**Exercise:**
Collect all lines below with the string "trousers".

**Available records:**

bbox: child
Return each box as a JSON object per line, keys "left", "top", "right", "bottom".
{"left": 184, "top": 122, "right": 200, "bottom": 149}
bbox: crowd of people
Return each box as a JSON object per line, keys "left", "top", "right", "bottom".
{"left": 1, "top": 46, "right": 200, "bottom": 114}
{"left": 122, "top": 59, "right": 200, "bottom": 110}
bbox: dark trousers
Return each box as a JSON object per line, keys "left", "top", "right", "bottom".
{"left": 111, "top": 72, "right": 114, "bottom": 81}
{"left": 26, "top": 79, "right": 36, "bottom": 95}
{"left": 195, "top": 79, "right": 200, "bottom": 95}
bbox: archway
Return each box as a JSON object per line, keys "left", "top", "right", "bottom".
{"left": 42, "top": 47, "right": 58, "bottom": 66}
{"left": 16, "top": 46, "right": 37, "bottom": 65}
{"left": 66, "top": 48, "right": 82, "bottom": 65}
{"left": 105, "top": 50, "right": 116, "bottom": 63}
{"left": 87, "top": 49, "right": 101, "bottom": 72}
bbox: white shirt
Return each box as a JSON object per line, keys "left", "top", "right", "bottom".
==
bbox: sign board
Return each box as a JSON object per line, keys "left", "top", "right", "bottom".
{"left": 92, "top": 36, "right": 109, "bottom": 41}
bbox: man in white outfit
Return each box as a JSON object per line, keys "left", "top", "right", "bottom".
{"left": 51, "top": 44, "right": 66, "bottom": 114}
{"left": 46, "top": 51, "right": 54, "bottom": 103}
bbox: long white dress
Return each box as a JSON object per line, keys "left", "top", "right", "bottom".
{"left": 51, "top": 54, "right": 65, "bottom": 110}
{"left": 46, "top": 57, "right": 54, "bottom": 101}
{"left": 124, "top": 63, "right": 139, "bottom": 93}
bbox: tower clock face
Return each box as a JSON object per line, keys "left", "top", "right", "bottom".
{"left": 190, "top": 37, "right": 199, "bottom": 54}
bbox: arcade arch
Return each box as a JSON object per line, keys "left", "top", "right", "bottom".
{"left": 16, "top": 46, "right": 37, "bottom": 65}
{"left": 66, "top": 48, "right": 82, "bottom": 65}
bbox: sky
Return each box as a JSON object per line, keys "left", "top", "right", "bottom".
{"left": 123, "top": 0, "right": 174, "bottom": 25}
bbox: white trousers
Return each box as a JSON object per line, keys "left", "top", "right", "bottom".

**Solution for this exercise:**
bbox: dark trousers
bbox: white trousers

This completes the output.